◆ Requirement:
Extract the material below verbatim, reproducing every line in order with no change to its wording.

-=-=-

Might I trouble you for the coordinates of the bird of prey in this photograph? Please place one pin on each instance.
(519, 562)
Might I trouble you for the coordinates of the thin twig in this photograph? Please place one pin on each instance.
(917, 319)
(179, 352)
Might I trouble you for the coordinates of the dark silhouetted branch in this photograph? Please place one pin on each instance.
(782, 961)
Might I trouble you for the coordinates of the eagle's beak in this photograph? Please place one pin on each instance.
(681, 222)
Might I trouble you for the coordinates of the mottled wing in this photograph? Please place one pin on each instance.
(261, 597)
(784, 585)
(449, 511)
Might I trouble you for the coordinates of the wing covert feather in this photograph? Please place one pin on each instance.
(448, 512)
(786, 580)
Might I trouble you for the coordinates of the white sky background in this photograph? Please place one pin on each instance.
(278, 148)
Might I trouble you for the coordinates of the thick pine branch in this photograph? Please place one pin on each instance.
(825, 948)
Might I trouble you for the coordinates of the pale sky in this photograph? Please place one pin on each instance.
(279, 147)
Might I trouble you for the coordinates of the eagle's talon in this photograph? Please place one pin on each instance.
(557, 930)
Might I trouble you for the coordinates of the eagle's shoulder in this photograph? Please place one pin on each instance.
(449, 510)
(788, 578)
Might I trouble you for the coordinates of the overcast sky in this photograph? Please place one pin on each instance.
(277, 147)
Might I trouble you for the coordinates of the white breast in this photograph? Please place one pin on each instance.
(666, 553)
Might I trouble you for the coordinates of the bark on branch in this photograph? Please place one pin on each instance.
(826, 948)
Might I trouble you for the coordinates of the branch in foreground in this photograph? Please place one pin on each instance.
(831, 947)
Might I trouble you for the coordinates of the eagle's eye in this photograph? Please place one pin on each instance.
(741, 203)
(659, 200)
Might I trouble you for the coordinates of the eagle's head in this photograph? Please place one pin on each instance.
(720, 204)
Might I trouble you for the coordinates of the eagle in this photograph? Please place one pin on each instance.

-=-=-

◆ Output of the exercise:
Might I trouble you for the coordinates of the bird of prey in this photograph? Please place one pin on each instance.
(519, 562)
Might I trouble you for the coordinates of the thin twig in this photograph? Please place one pin on each instance.
(917, 319)
(179, 352)
Might I trouble you for the coordinates of the dark silhouetted branch in this photograph? Please place one pin on each instance.
(782, 961)
Might I trouble you for the coordinates of the eagle's beak in this photograph? Please place one pin on each instance.
(681, 222)
Might I trouble you for the coordinates of the mottled wing in this photograph? Please place one pin on each instance.
(261, 597)
(784, 585)
(449, 511)
Might I trouble you for the coordinates of the wing covert feather in this photograph? Please place one pin on each instance.
(448, 512)
(786, 580)
Might I trouble you for the coordinates of the white sky background in this photograph? Please place one pin on each instance.
(278, 148)
Might I trouble you for the coordinates of the thick pine branch in this photograph? Please place one pin on each instance.
(825, 948)
Might I trouble you for the coordinates of the pale sky in this photograph? Please place one pin on each instance.
(279, 147)
Might I trouble you for the coordinates of the eagle's talon in this photograph? Please place one pin on each instance.
(557, 930)
Might I trouble you for the coordinates of the eagle's shoulder in this photograph? Please place one pin on each instance.
(449, 510)
(788, 578)
Might I trouble you for the coordinates of the overcast sky in this photograph? Please place one pin on each instance.
(277, 147)
Might I trouble you for the coordinates of the white breast in this photograph? Please place one pin on each instance.
(666, 553)
Might I trouble you for the coordinates of the bark on branch in this photograph? Please place one pin on each instance.
(826, 948)
Might I trouble you for the coordinates of the branch in foreground in this photograph? Please place one pin on each instance.
(831, 947)
Might I trouble you for the coordinates of the eagle's eye in this photograph? Please place one pin on each instance.
(741, 203)
(659, 200)
Might I trouble you for the coordinates of the eagle's head in this photograph? Please place one pin on each instance.
(720, 204)
Might I trouble you for the coordinates of the eagle in this photograph? Please place one pin on each instance.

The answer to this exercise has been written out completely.